Pointing and labeling entries →
%%

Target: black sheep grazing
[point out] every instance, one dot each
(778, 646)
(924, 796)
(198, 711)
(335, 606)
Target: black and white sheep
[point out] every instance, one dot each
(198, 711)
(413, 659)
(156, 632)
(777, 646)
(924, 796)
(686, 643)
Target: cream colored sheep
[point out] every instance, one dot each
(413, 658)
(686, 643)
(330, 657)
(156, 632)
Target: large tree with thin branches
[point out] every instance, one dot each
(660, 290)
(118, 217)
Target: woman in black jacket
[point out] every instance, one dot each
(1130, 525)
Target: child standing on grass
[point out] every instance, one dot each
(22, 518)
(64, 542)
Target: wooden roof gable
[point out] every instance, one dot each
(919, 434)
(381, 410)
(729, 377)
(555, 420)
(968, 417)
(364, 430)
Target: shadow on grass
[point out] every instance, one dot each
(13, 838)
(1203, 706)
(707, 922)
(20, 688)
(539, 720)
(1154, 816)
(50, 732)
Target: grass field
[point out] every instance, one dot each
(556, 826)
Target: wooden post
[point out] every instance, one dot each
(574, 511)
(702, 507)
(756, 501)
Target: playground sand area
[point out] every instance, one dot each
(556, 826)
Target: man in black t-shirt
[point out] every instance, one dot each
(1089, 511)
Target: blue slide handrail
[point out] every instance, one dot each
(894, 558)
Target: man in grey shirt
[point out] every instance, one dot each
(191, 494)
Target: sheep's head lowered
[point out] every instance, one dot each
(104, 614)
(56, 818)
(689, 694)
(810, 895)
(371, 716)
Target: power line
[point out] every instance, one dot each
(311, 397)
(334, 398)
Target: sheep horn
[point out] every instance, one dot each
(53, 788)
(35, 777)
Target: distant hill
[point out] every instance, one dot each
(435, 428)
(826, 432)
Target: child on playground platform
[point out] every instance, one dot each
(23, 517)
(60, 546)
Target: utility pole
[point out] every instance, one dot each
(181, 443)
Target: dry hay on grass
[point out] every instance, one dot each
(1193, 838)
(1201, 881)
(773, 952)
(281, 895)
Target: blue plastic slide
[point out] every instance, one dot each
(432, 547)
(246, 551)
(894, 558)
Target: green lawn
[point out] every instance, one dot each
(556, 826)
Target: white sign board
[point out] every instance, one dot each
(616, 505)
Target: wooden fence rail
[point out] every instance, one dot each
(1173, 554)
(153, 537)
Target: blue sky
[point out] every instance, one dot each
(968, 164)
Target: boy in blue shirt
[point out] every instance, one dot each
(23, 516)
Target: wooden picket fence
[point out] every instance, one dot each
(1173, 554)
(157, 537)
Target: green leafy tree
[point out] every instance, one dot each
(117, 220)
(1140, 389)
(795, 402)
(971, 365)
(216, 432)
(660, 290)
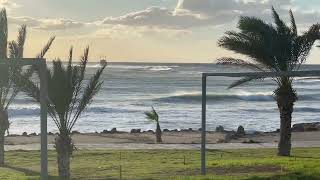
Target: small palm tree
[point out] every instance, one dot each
(69, 96)
(9, 74)
(153, 116)
(272, 47)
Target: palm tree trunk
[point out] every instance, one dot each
(158, 133)
(64, 148)
(4, 125)
(285, 97)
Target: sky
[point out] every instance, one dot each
(170, 31)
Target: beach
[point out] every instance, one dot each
(174, 90)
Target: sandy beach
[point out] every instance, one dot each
(172, 140)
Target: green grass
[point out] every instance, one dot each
(169, 164)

%%

Stated goal →
Copy every row above line for line without changing anything, and leave out the pictures.

Solved problem →
Target: black sheep grazing
[point out] every instance, one dot each
(778, 646)
(924, 796)
(198, 711)
(335, 606)
Target: black and white sheep
[point out] every instance, one dot each
(198, 711)
(413, 659)
(156, 632)
(777, 646)
(924, 796)
(686, 643)
Target: cream colored sheep
[point out] every instance, one dot each
(413, 658)
(686, 643)
(330, 657)
(156, 632)
Target: large tree with thin branches
[point out] every instance, one dot each
(660, 290)
(118, 217)
Target: woman in black jacket
[point out] every instance, one dot each
(1130, 525)
Target: child standing on grass
[point out] every instance, one dot each
(22, 518)
(64, 542)
Target: wooden roof gable
[point out] every instance, one dot each
(919, 434)
(381, 410)
(729, 377)
(555, 420)
(968, 417)
(364, 430)
Target: shadow on grass
[point out] every instance, one dot each
(13, 838)
(1203, 706)
(707, 922)
(20, 688)
(539, 720)
(1154, 816)
(50, 732)
Target: grass field
[point out] every instance, one dot each
(556, 826)
Target: wooden post
[point out] every instance, one dot each
(574, 511)
(702, 507)
(756, 501)
Target: playground sand area
[point out] every instance, one dot each
(556, 826)
Target: man in black t-shirt
[point out] every instance, one dot each
(1089, 511)
Target: blue slide handrail
[point out] every instance, one dot each
(894, 558)
Target: man in grey shirt
[point out] every instance, one dot each
(191, 494)
Target: sheep's head lowered
[point out] every instance, one dot each
(104, 614)
(56, 818)
(689, 694)
(810, 895)
(371, 716)
Target: power line
[point out] every instance, one dot each
(311, 397)
(334, 398)
Target: sheep horn
[point out] every instance, one dot each
(53, 788)
(35, 777)
Target: distant hill
[point out] every instance, one dot each
(435, 428)
(826, 432)
Target: child on playground platform
[point out] every instance, one dot each
(23, 517)
(60, 546)
Target: utility pole
[point out] every instance, one dot each
(181, 443)
Target: dry hay on grass
[point out] every instance, one dot each
(1193, 838)
(1201, 881)
(773, 952)
(281, 895)
Target: blue plastic slide
[point out] every instance, one dot each
(432, 547)
(246, 551)
(894, 558)
Target: green lawn
[point out] every instance, one dot each
(556, 826)
Target: white sign board
[point out] every instance, one dot each
(616, 505)
Target: wooden fence rail
[point out] every instance, one dot each
(1173, 554)
(153, 537)
Target: blue sky
[point out] every instance, one dot each
(968, 164)
Target: boy in blue shirt
[point out] every instance, one dot each
(23, 516)
Target: wooden picket fence
[point out] every instance, one dot each
(1173, 554)
(157, 537)
Target: green leafy tree
[point out] every instance, one dot each
(117, 220)
(1140, 389)
(795, 402)
(971, 365)
(216, 432)
(660, 290)
Target: small palm tree
[point out] every instance, one dot each
(69, 96)
(9, 74)
(153, 116)
(272, 47)
Target: palm tree trunk
[point out] every instance, one dot each
(158, 133)
(64, 148)
(4, 125)
(285, 97)
Target: sky
[point out] every instance, one dot each
(170, 31)
Target: beach
[point out] every instance, one dot each
(174, 90)
Target: sandy beach
[point out] every instance, one dot each
(172, 140)
Target: green grass
[point out] every instance, one dot each
(169, 164)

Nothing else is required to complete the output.